Given instruction —
Put only the lines in the entries below that run from the one containing "As a warehouse robot's perception module, locate concrete" through the one containing "597,193,663,279", both included, into a numbered list, omitting any blank lines.
○ ○ ○ ○ ○ ○ ○
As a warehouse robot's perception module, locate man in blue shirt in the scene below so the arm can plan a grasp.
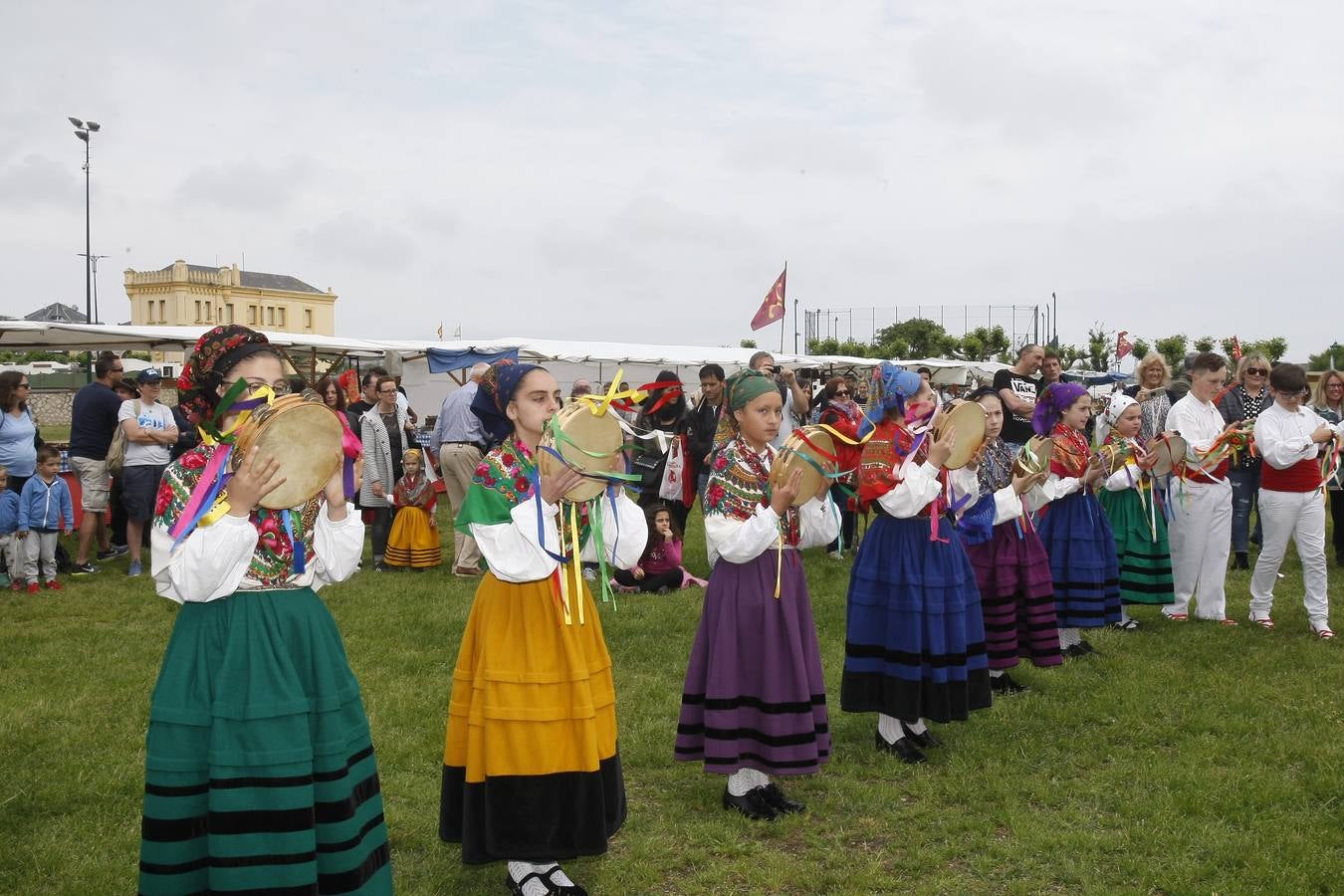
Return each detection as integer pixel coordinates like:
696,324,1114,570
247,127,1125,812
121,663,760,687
○ ○ ○ ○ ○ ○ ○
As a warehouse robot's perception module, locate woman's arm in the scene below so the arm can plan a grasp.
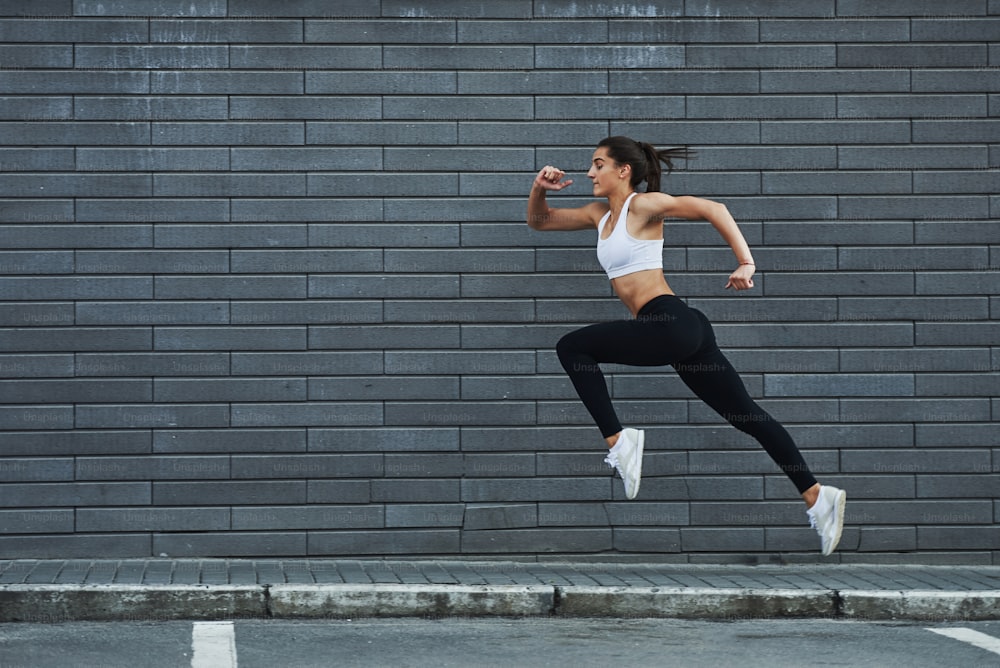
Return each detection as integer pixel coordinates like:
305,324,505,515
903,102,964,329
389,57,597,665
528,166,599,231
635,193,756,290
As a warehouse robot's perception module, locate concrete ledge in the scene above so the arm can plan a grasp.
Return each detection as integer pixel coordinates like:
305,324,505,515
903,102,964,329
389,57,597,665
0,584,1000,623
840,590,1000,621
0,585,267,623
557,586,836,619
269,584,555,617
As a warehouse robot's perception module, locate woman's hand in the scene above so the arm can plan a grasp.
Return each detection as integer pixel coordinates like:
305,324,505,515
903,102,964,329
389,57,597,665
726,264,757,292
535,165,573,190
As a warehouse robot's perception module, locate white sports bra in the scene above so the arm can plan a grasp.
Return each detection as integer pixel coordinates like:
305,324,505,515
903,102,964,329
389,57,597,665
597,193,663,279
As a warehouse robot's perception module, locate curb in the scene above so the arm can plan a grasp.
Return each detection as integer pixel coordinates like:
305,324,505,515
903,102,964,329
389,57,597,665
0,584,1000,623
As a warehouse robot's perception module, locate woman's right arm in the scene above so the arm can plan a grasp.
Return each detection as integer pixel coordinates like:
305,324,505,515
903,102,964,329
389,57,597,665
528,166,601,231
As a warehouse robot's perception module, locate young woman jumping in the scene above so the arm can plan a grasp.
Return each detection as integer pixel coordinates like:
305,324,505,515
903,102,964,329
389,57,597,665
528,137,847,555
○ ○ ○ ○ ○ ○ ○
Output of the exercise —
1. As a warehouse robot's perception module, locate concrete ledge in the scene above so the arm can plan a grasp.
2. Return each detection as integer pixel coordinates like:
3. 305,324,505,515
4. 903,102,964,329
5. 389,57,597,665
6. 0,584,1000,623
7. 840,590,1000,621
8. 0,585,267,623
9. 557,586,836,619
10. 269,584,555,617
11. As a warehouse robot's perception module, locate woman's hand in the scene above so the arm can plan a grasp.
12. Return each detection as integer pixel coordinates like:
13. 305,324,505,515
14. 903,102,964,329
15. 389,57,597,665
16. 726,264,757,292
17. 535,165,573,190
18. As a warehouse robot's perception module, locate white sports bra in the scene above so the arm can plan a grasp.
19. Return each detection as integer pixel coordinates like:
20. 305,324,505,515
21. 903,102,964,329
22. 389,57,597,665
23. 597,193,663,279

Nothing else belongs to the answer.